Selected text START
CHARLESTON, W.Va. - Arch Coal announced it is idling several operations and reducing production at others. The company said these and other recent changes will result in a total workforce reduction of about 750 full-time employees.

About 122 of the job cuts announced Thursday are in West Virginia.

The company said it will be curtailing operations at its Eastern complex near Cowen as it works to reduce its steam coal mining capacity.

Arch eliminated about 25 other positions in West Virginia in recent weeks, bringing the total cuts in the state to almost 150 of the 750 that were announced.

The company said it was making the cutbacks "due to the unprecedented downturn in demand for coal-based electricity."

"It's very disappointing and very concerning," said Bill Raney, president of the West Virginia Coal Association. "It's just somewhat emblematic of the turmoil in the market today, at least as it relates to steam coal."

John Eaves, Arch's president and chief executive officer, said in a prepared statement, "We deeply value our people, and the decision to reduce personnel was made only after exhaustively reviewing other options and exploring opportunities to avoid this measure.

"We sincerely regret the impact this announcement will have on our employees and their families as well as on the local communities where we operate," Eaves said. "This decision was difficult but necessary in order to weather the current downturn and to position the company for long-term success."

Eaves said the company's strategic portfolio review is ongoing and may result in the future divestiture of some of Arch's non-core assets or reserves. "The continued aggressive steps we're taking to optimize our portfolio will allow us to better manage through the current business cycle and to prosper in the inevitable market rebound," he said.

St. Louis-based Arch has 24 active mining complexes, including more than a half-dozen in West Virginia.

Arch's announcement is not the first cutback by Appalachian coal producers this month.
Selected text END
Records START
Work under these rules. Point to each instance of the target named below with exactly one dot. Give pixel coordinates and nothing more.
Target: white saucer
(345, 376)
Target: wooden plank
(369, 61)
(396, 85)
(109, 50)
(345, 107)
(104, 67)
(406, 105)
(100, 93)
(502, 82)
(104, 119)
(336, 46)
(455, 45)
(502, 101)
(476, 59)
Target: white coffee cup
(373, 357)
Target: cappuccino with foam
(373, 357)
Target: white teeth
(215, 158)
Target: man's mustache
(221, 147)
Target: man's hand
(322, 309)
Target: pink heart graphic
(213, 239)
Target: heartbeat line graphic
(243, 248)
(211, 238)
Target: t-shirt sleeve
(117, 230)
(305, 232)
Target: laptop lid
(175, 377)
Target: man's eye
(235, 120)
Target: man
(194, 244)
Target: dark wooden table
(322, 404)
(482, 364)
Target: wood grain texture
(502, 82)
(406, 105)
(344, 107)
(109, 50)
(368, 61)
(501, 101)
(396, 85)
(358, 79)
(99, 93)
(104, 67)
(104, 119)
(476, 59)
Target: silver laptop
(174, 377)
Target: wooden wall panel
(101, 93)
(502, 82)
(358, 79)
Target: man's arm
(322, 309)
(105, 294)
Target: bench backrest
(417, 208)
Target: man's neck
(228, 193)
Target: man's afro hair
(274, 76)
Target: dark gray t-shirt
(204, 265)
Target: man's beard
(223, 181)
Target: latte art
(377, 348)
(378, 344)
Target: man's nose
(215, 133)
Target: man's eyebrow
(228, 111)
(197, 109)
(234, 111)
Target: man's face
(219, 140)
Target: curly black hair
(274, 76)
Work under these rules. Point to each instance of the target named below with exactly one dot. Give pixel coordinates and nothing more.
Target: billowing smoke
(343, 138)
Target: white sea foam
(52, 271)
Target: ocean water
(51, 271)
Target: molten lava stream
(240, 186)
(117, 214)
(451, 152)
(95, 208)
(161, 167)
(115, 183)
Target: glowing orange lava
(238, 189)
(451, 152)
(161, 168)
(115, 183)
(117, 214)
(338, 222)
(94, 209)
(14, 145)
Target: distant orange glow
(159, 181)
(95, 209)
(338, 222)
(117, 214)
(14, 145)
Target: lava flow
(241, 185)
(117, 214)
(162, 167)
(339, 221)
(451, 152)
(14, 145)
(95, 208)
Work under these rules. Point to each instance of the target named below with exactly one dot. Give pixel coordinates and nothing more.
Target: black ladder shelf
Records END
### Prompt 1
According to the article on Arch Coal's job cuts, about how many of the cuts announced Thursday are in West Virginia?
### Prompt 2
Continue the article on Arch Coal's job cuts from its final sentence.

### Response area 1
About 122.

### Response area 2
On June 11, Alpha Natural Resources Inc. said it would halt mining at four mines and idle two coal preparation plants in Kentucky's Pike and Martin counties. Alpha also said production would be scaled back at several other Kentucky mines and four contract mines would close.

The cutbacks announced by Alpha affected 436 employees. Of that total, 286 are being offered positions at other Alpha operations in Kentucky, southern West Virginia and Virginia while about 150 jobs will be lost.

The mining cutbacks are being made as the industry responds to a surplus of coal intended for power generation.

That surplus was driven in part by slack winter power demand caused by mild temperatures over the winter months.

Utilities are also switching to low-priced natural gas to make up a greater percentage of their overall power generation.

That, combined with what coal officials say is an uncertain regulatory environment caused by the U.S. Environmental Protection Agency, is a driving force behind the recent job cuts.

"You tie all that together and you have a perfect storm on your hands," Raney said.

The EPA has been rolling out new regulations designed to eliminate toxic air pollutants and reduce carbon dioxide emissions in an effort to combat global warming.

Coal supporters have criticized the EPA's tactics as going too far and too fast.

But leaders like U.S. Senator Jay Rockefeller, D-W.Va., insist the coal industry needs to get on board with the changes.

In a Senate floor speech Wednesday, Rockefeller called for industry officials to stop using "scare tactics" to stir up fear and opposition to the changes.

Raney said the new layoff announcement showed industry claims were not so farfetched.

"Here it is -- it's realistic, it's happening and it's happening to these individuals who are getting laid off, and that's the disappointing thing about this," he said.

Rep. Shelley Moore Capito said the layoffs are evidence that the EPA and President Barack Obama's administration need to roll back some of their proposals.

"What is it going to take for the administration and the EPA to back off?" Capito said. "The administration cannot simultaneously claim they're focused on creating jobs while pushing energy policies that are shuttering plants and destroying jobs. It just doesn't pass the smell test."

Writer Jared Hunt contributed to this report.